PROBLEMS TO SOLVE:
1. In the RCC news text, who publishes the German-language book series "Umwelt and Gesellschaft"?
2. List every person named in the RCC news text.
3. Quote the RCC news text word for word, starting with "Green, leafy forests" and going on through "Energie (Film Series)".

SOURCE TEXT:

  2. Sustainability: Merely a buzzword for the twenty-first century or a revolutionary new way of thinking? The Sustainability Lecture Series: Hope, Change, Action, sponsored by the RCC and various area higher education institutions, tackles this very topic in the coming months with presentations on sustainable land use, climate change, and renewable energy sources.

  3. The RCC German-language book series, “Umwelt and Gesellschaft” (Environment and Society), published by Vandenhoeck and Ruprecht, has been gaining momentum in the last year. Cornel Zwierlein recently published his expansive study on fire and safety in the Early Modern Period (Der gezähmte Prometheus. Feuer und Sicherheit zwischen Früher Neuzeit und Moderne) as volume 3 of the series. Two more manuscripts are currently in publication.

  4. The RCC—Hope for a Greener Future: The Carson Center has been praised in a recently released publication of the German Advisory Council on Global Change as a shining example of a German research center employing an interdisciplinary focus for environmental studies.

  5. Carson Fellows’ Research in Print: Two book manuscripts which are (to a considerable extent) the result of a fellowship at the RCC have now been published. Reinhold Reith released his Umweltgeschichte der Frühen Neuzeit (Early Modern Environmental History) in October 2011, and Sherry Johnson’s new book, Climate, Catastrophe, and Crisis in the Atlantic World in the Age of Revolution, is being released by the University of North Carolina Press in November 2011.

  6. Insights into the RCC: RCC Director Christof Mauch, Research Fellow Julia Herzberg, and Carson Fellow Stefania Gallini were featured in the most recent issue of LMU Insights. “The Power of Nature” by Martin Thurau profiled Center activities as well as the research projects of Mauch, Herzberg, and Gallini.

  7. Recent Events at the RCC:

    Due to global warming, the disappearance of coastal areas is an increasing threat; many communities are faced with losing their homelands and becoming “eco-refugees.” The conference “Environmental Change and Migration in Historical Perspective” aimed to historically contextualize climate-driven migration and to explore the myriad factors which create the need to flee.

    Green, leafy forests conjure up idyllic images—yet, the politics of forest use and neighboring agriculture areas can be contentious and even violent. An RCC-sponsored panel, “Contested Environments: The Political Ecology of Agrarian Change and Forest Conservation,” at the German Anthropological Association’s Annual Meeting offered case studies from over a dozen researchers on the complex politics of forestry.

  8. Upcoming Events at the RCC:

    Lunchtime Colloquium meets every Thursday from 12 to 2 p.m. in the lecture room of the Katholische Hochschulgemeinde (Leopoldstr. 11). Click here for a complete schedule.

    31 Oct: Realizing Utopia: Ecovillage Endeavors and Explorations (Workshop)

    3 Nov: Die Zukunft des Grünen / The Future of Green (Panel Discussion)

    9 Nov: Yellow Cake: Die Lüge von Sauberen Energie (Film Series)

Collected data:
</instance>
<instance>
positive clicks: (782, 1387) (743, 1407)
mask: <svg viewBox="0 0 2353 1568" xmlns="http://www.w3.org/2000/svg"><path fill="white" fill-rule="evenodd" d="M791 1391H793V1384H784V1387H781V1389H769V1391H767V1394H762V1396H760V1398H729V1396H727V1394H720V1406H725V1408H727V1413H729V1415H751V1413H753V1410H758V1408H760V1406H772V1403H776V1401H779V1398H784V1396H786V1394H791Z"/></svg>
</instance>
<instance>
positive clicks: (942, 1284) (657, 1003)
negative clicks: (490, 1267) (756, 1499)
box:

RESPONSES IN ORDER:
1. Vandenhoeck and Ruprecht

2. Cornel Zwierlein, Reinhold Reith, Sherry Johnson, Christof Mauch, Julia Herzberg, Stefania Gallini, Martin Thurau

3.
Green, leafy forests conjure up idyllic images—yet, the politics of forest use and neighboring agriculture areas can be contentious and even violent. An RCC-sponsored panel, “Contested Environments: The Political Ecology of Agrarian Change and Forest Conservation,” at the German Anthropological Association’s Annual Meeting offered case studies from over a dozen researchers on the complex politics of forestry.

  8. Upcoming Events at the RCC:

    Lunchtime Colloquium meets every Thursday from 12 to 2 p.m. in the lecture room of the Katholische Hochschulgemeinde (Leopoldstr. 11). Click here for a complete schedule.

    31 Oct: Realizing Utopia: Ecovillage Endeavors and Explorations (Workshop)

    3 Nov: Die Zukunft des Grünen / The Future of Green (Panel Discussion)

    9 Nov: Yellow Cake: Die Lüge von Sauberen Energie (Film Series)